** Begin **

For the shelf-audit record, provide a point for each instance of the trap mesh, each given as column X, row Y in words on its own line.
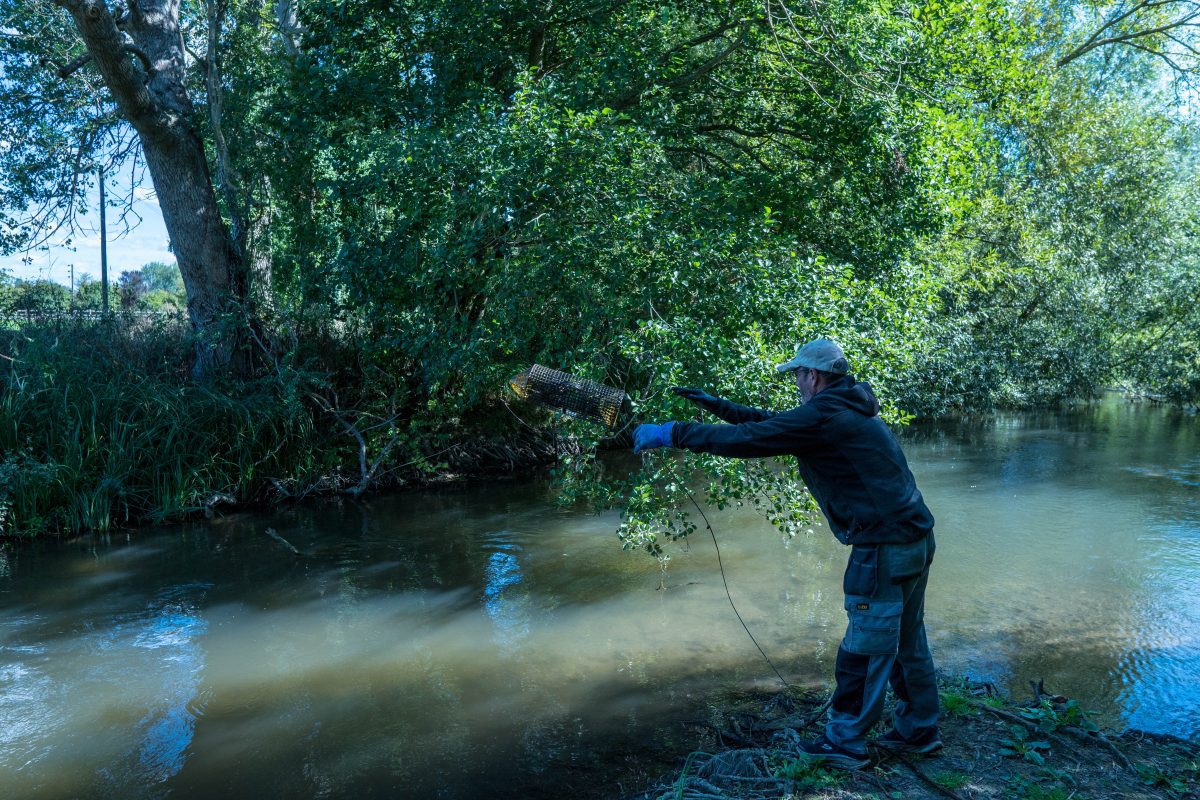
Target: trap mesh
column 569, row 394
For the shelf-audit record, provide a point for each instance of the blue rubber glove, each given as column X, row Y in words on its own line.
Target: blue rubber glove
column 648, row 437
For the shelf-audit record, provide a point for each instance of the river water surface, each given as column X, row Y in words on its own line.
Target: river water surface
column 478, row 642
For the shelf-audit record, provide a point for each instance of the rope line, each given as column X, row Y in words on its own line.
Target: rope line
column 730, row 596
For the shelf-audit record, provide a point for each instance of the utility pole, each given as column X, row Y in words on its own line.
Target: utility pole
column 103, row 247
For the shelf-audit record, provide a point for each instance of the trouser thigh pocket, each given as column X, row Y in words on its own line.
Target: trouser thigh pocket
column 862, row 571
column 874, row 627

** End **

TO BE DONE:
Convert the records into a two-column CSV with the headers request and answer, one row per record, putting each value in a single quoted field and replacing line breaks with spaces. Begin at the line that has "of the trouser" and go on through the end of the records.

EXERCISE RESPONSE:
request,answer
"For the shelf-audit record, provide a point for each instance of the trouser thigh pocket, each given as column X, row Y in words on its own line. Target: trouser thigh pocket","column 862, row 571 column 874, row 627"